DIRECTIONS FOR THIS TASK:
Of all the lines in the entries below, give again exactly those starting at the line containing "Target: long brown hair" and ending at the line containing "compact shape [43,163].", both ends included, and no others.

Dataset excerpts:
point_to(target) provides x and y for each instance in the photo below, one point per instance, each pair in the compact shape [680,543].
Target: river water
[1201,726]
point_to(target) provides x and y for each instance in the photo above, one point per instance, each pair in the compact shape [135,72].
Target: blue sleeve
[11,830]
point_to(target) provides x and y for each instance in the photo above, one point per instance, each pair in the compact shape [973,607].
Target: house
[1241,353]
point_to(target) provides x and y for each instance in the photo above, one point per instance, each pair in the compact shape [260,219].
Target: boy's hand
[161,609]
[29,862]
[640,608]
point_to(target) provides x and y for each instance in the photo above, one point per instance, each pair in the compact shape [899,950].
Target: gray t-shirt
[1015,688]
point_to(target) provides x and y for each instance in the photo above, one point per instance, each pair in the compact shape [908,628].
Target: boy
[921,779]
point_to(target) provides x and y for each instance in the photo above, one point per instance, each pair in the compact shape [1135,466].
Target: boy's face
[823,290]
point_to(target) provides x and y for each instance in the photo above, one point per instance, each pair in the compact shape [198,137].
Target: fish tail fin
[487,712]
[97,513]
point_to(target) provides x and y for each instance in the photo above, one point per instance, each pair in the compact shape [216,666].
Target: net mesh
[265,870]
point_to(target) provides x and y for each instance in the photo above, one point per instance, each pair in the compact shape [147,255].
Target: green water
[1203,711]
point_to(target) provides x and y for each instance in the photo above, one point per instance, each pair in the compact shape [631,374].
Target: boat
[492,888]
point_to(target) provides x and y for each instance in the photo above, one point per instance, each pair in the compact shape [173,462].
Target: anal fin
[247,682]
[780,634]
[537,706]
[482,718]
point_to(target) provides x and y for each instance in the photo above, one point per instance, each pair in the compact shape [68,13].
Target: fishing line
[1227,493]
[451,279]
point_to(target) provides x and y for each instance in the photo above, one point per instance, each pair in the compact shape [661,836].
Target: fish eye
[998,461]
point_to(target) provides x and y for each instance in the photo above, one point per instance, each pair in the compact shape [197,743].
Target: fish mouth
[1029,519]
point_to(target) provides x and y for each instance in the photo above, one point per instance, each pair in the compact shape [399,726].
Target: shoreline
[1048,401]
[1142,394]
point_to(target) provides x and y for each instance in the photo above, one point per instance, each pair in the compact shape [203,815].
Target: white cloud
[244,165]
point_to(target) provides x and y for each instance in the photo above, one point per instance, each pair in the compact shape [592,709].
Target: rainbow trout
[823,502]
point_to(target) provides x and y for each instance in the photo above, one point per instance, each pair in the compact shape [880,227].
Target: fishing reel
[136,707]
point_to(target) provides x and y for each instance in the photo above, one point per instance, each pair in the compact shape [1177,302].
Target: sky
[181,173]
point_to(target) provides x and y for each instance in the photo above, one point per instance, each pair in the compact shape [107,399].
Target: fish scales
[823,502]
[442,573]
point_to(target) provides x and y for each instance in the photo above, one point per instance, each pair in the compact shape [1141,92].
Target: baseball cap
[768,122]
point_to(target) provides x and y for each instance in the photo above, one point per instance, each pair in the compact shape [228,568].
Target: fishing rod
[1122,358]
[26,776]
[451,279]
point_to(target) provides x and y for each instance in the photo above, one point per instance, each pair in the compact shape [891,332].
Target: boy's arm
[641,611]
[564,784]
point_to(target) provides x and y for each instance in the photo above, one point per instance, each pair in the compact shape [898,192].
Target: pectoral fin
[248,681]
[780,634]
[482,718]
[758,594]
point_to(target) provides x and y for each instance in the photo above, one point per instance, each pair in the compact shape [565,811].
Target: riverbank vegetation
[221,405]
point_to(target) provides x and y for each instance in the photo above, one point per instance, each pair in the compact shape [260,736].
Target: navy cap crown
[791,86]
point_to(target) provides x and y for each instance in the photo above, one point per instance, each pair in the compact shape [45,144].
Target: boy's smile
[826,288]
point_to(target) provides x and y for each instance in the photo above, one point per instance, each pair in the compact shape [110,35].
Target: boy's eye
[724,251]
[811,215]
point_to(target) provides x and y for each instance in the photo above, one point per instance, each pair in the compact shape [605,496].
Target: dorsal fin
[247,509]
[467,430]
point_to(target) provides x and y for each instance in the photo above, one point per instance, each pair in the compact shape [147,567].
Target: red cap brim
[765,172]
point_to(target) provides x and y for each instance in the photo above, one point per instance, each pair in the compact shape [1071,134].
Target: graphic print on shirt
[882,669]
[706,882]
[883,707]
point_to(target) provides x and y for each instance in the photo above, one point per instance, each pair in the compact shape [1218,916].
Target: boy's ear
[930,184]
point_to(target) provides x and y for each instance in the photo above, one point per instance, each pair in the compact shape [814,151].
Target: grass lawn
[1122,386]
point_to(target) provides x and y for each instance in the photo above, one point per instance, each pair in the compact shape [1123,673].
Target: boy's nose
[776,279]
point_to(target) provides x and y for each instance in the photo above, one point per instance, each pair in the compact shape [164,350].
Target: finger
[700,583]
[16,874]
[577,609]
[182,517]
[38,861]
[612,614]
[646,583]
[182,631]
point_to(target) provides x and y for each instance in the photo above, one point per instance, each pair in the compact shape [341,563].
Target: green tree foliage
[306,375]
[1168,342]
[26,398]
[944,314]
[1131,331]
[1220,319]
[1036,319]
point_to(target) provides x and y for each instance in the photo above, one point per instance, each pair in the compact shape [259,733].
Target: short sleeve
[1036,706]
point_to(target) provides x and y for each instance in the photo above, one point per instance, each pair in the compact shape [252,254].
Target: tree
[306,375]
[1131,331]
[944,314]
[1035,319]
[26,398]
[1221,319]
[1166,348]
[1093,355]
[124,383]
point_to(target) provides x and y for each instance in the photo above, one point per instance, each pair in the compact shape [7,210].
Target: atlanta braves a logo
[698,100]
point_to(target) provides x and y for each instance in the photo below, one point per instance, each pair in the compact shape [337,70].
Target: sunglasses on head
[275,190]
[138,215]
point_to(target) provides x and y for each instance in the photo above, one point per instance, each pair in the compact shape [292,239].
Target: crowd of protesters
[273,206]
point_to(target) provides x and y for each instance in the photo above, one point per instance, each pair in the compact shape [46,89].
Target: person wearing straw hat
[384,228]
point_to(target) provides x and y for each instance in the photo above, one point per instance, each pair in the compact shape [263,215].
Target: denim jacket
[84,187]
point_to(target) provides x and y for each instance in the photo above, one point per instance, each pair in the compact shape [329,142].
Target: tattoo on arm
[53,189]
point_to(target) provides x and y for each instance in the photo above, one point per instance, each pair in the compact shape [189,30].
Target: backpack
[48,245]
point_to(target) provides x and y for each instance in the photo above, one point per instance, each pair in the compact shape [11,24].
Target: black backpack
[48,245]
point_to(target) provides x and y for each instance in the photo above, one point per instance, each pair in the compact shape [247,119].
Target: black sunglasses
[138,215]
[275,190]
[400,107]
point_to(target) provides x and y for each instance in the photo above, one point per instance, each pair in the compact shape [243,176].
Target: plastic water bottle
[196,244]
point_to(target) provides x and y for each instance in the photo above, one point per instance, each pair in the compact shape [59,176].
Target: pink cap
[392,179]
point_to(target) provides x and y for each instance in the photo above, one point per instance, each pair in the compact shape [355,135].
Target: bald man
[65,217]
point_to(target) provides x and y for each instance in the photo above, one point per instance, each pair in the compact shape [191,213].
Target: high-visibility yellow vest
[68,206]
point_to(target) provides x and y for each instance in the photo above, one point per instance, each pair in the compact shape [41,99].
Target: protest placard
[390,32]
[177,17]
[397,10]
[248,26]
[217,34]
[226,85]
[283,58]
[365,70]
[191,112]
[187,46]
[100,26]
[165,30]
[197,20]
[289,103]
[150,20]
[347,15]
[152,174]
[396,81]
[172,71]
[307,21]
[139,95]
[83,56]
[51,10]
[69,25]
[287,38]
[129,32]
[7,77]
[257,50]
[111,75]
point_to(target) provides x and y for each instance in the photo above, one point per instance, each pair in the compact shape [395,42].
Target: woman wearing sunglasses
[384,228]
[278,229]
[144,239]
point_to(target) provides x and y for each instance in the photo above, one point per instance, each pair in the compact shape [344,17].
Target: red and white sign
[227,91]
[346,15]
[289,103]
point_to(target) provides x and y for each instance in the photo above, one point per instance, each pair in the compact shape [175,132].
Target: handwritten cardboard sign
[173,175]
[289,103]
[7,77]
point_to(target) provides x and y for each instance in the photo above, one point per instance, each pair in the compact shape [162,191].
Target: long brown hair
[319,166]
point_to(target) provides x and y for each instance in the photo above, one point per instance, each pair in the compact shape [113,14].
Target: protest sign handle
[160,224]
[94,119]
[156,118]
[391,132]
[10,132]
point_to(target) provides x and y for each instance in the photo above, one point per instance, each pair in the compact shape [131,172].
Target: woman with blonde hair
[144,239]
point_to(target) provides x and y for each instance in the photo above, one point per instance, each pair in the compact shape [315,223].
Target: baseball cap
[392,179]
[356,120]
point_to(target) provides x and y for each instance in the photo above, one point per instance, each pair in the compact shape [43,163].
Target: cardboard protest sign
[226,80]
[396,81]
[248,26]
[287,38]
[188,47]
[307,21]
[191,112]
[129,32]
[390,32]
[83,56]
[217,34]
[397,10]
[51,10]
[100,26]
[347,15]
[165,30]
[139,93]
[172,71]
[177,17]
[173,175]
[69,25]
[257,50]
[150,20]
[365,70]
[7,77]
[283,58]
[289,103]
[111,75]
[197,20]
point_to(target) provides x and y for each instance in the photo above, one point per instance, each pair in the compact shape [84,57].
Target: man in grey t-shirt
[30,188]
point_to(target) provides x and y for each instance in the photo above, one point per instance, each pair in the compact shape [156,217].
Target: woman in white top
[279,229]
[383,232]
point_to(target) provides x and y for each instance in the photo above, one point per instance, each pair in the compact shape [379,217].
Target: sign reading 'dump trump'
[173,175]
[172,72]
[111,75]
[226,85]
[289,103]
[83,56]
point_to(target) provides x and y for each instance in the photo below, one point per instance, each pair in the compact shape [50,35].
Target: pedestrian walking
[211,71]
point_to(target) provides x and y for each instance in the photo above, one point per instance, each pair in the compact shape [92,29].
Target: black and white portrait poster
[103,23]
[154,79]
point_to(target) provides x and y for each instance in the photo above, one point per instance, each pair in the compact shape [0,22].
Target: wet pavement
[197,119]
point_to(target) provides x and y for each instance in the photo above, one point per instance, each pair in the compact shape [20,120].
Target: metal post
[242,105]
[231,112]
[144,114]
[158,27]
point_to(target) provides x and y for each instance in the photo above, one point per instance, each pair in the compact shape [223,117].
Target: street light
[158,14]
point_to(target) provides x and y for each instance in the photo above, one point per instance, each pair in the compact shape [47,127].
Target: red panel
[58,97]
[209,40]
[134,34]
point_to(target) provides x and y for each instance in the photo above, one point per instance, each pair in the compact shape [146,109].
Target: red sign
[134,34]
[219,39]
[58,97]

THE COMPLETED TASK:
Target: long brown hair
[319,166]
point_to(target) provides x and y for each instance in the photo above, one point per instance, each pair in the compact shape [113,14].
Target: protest sign handle
[160,224]
[94,119]
[156,118]
[391,132]
[10,132]
point_to(target) provides x and y for each instance in the photo above, one point per instance, each pair in the compact shape [131,172].
Target: woman with blonde hair
[144,239]
point_to(target) provides x and y for each instance in the photo above, one point per instance, each pair in the compact shape [315,223].
Target: baseball cap
[392,179]
[356,120]
point_to(target) provides x and y for each instance in the photo above, one point per instance, each pair in the compact shape [43,163].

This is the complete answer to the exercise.